▶ _The exercise_:
In your copy, repeat the records exactly and leave out the pictures.
* Begin Records for processing *
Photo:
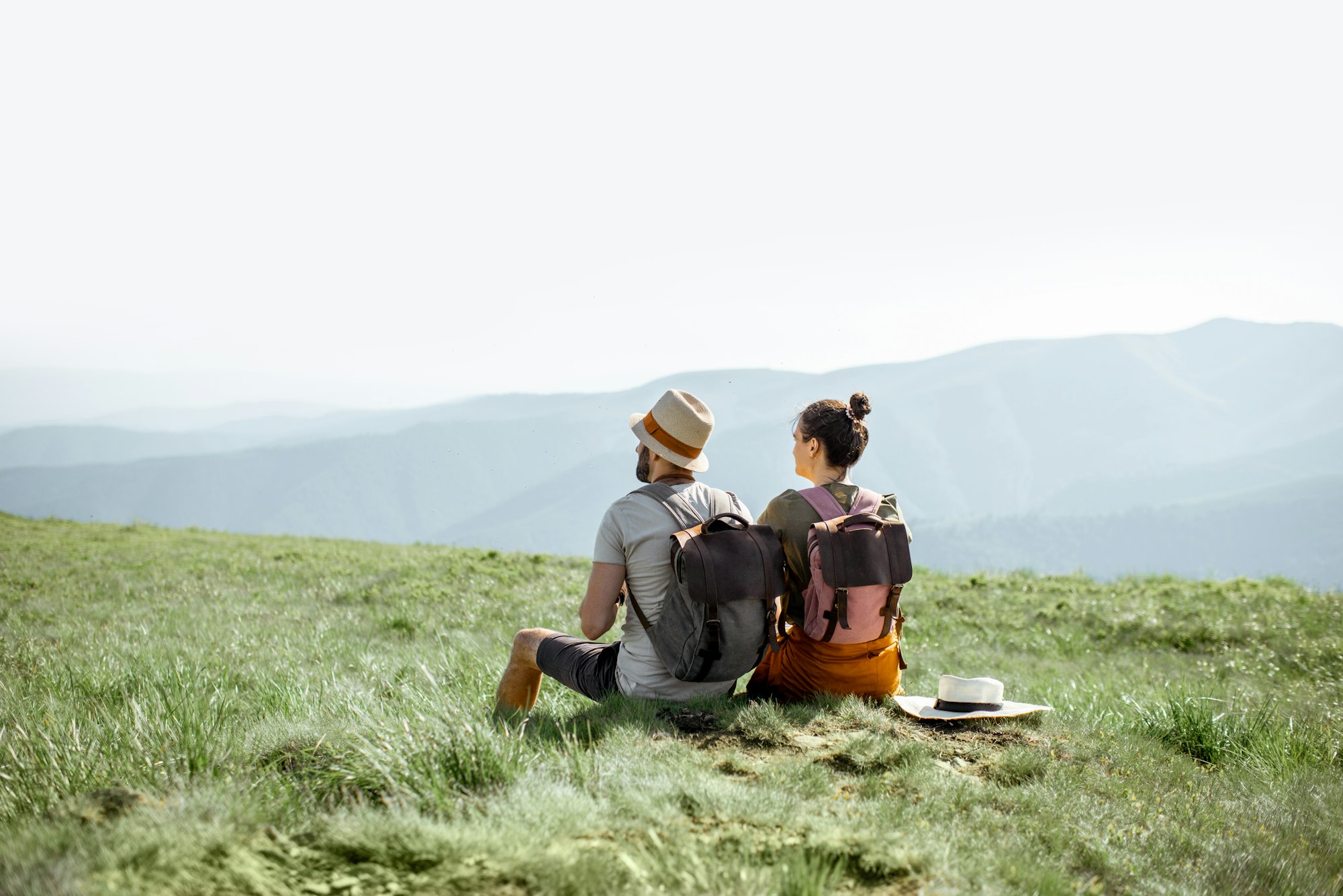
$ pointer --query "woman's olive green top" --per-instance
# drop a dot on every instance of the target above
(792, 517)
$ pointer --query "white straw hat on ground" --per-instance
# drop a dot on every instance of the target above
(968, 699)
(676, 428)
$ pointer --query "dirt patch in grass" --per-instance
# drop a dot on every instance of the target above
(691, 721)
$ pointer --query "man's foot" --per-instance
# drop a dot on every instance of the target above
(522, 681)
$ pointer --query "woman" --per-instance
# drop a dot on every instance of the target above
(829, 438)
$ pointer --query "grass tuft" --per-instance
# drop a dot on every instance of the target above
(1216, 733)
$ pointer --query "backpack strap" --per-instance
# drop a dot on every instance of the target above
(679, 507)
(684, 515)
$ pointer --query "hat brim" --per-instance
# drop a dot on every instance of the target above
(698, 464)
(925, 709)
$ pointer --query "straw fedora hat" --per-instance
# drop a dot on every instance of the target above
(968, 699)
(676, 428)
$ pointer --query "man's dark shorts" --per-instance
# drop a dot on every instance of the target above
(586, 667)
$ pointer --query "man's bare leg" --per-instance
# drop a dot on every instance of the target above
(522, 681)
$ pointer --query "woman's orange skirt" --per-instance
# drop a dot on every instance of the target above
(805, 667)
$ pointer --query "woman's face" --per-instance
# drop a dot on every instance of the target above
(802, 459)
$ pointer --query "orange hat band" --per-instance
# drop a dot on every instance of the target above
(668, 440)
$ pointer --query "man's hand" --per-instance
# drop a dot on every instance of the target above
(606, 585)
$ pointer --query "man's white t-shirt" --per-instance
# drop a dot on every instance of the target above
(637, 533)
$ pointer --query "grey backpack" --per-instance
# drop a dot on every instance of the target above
(719, 612)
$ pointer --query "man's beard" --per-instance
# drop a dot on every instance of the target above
(645, 467)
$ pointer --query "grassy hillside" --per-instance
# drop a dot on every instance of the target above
(194, 713)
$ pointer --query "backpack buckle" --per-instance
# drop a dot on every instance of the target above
(843, 605)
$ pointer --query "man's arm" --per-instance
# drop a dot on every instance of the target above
(597, 615)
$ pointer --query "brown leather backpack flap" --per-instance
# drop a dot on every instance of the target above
(898, 546)
(734, 565)
(867, 556)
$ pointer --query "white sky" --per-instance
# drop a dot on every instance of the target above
(455, 199)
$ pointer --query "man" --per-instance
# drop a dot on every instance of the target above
(633, 550)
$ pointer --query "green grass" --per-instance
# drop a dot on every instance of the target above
(197, 713)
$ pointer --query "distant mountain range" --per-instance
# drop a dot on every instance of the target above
(1215, 451)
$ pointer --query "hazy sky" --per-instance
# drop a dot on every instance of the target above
(460, 197)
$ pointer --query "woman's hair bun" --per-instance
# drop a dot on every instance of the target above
(860, 405)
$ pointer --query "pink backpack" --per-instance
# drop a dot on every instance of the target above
(859, 565)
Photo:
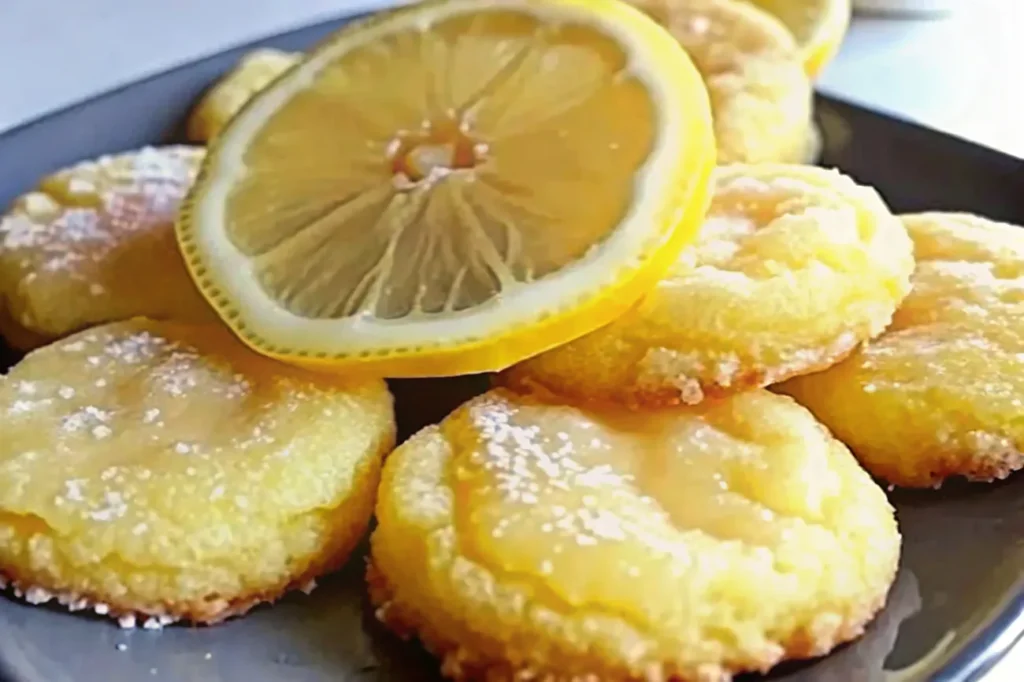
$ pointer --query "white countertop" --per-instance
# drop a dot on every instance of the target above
(964, 75)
* End Records for processing *
▶ _Written answer_:
Photo:
$ pointer --query "woman's olive green top" --per-instance
# drop a dot on every instance of the target above
(792, 517)
$ pointer --query "white straw hat on ground" --per-instance
# drop a dot on every instance of the target above
(968, 699)
(676, 428)
$ pointer --query "dirt patch in grass" --per-instance
# drop a dot on every instance of the target above
(691, 721)
$ pointer --query "man's foot" --per-instance
# drop a dot on every instance of the target above
(522, 681)
$ pointer --query "woman" --per-instance
# drop a dot on every instance of the target above
(829, 438)
$ pointer --query "grass tuft" --per-instance
# drop a dot on every instance of the target above
(1216, 733)
$ pointer --query "backpack strap" --per-instance
# drop a dot on every instance of the target above
(679, 507)
(684, 515)
$ pointer --query "hat brim" --per-instance
# drop a dot on every instance of the target above
(698, 464)
(925, 709)
$ pointer --query "straw fedora hat" --per-instance
# drop a dot on every instance of the target above
(968, 699)
(676, 428)
$ pointer --query "man's dark shorts" --per-instance
# drop a dot on every instance of the target above
(586, 667)
$ pointer --query "man's bare leg" --per-instance
# drop a dot on every instance of the target above
(522, 681)
$ pointer --query "woman's orange skirt" --per-instance
# drop a dot on every instance of the target above
(805, 667)
$ pointer --query "woman's face" --per-instance
# drop a dot on every instance of the target above
(802, 459)
$ pointer --query "orange hat band" --per-instance
# drop a dot on every instance of the target above
(668, 440)
$ pointer --query "man's hand" --per-instance
# drop a dot on every instance of the target above
(606, 585)
$ pointer --query "man's white t-shirt" --per-instance
# drop a dot on every instance of the target above
(637, 533)
$ pointer --query "grey backpack" --per-instance
# drop a dot on every instance of the target above
(719, 612)
$ pointer --query "man's beard" --per-instance
# drop a dot on every instance of the target above
(645, 467)
$ pointer --query "grassy hillside" --per-instance
# drop a dot on every instance of the target above
(194, 713)
$ pointer --query "backpack buckle" --per-instance
# drop a dot on every instance of the target above
(843, 605)
$ pointer --query "man's arm" --per-instance
# drop a dot on every instance of the target above
(597, 615)
$ pointer --query "brown leather backpack flap" --per-instance
# drop a dot on every instance of the target above
(898, 546)
(734, 565)
(867, 556)
$ pointer --query "white sky" --per-instance
# drop a dot on every instance of the target above
(455, 199)
$ pointer --query "man" --per-instance
# drop a dot on every instance of the target above
(633, 550)
$ pointer --query "green grass" --per-instance
# drop a dot on every instance of the target above
(197, 713)
$ pointer --query "distant mountain range" --per-instance
# drop a dot on every instance of the target above
(1215, 451)
$ pointer --query "hazy sky" --per-instance
# drop a dot on every instance of the target above
(460, 197)
$ pointer --query "woman's hair bun" --per-instance
# drop a dot on every instance of the target above
(860, 405)
$ pointer --query "pink backpack" --per-instance
# drop a dot on every instance of the target above
(859, 565)
Photo:
$ pointer --query "white countertop" --per-instance
# drop a dot on every instance of the target above
(964, 75)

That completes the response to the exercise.